▶ **EXERCISE GOAL**
Rewrite the material below with "ring" replaced by "bracelet" and everything else left as it is. Leave the pictures out of your version.

--- start EXERCISE MATERIALS ---

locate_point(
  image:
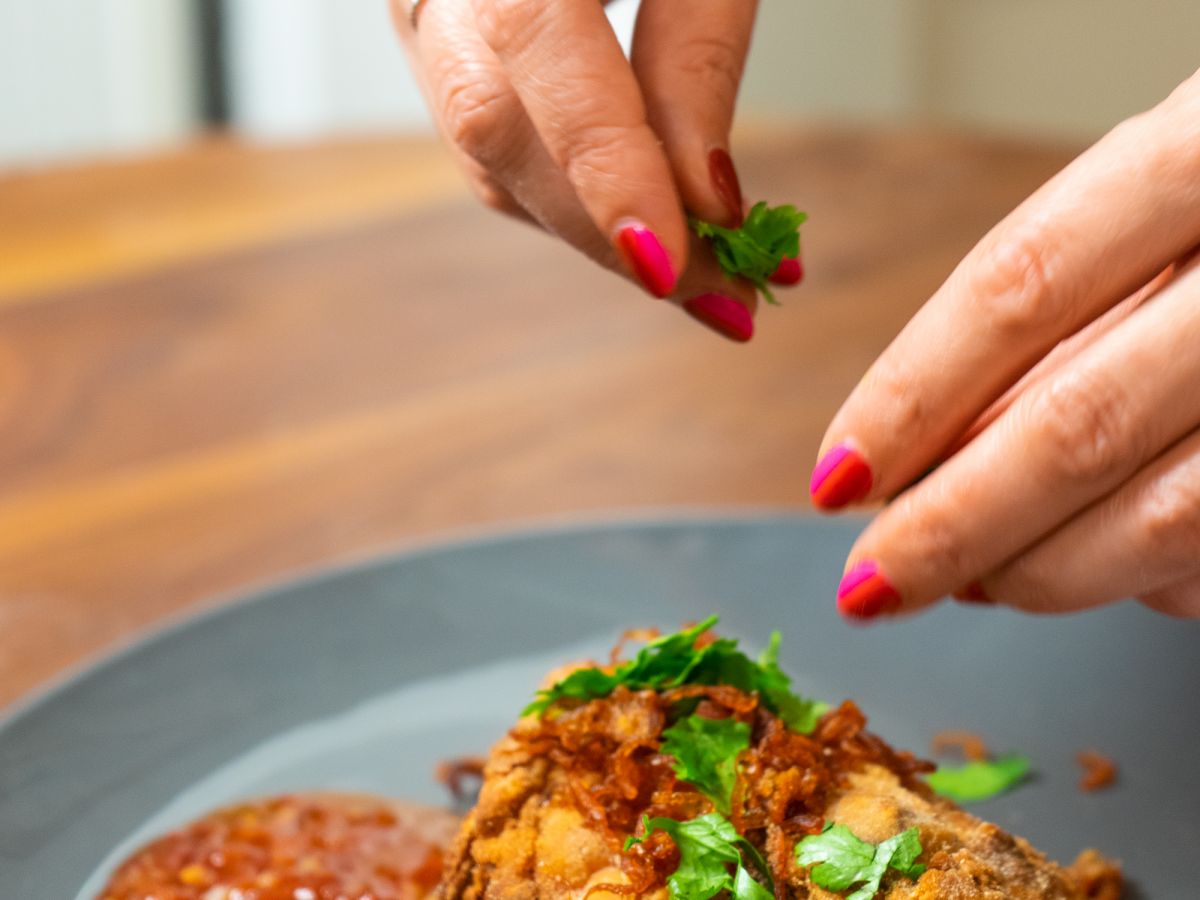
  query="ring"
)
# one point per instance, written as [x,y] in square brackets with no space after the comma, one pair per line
[414,11]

--- end EXERCISE MATERIALS ---

▶ **REPLY TO THE EXERCISE**
locate_point(
  image:
  query="bracelet"
)
# one point per instance, written as [x,y] in square brackets with no space after the comma, one pair per line
[414,11]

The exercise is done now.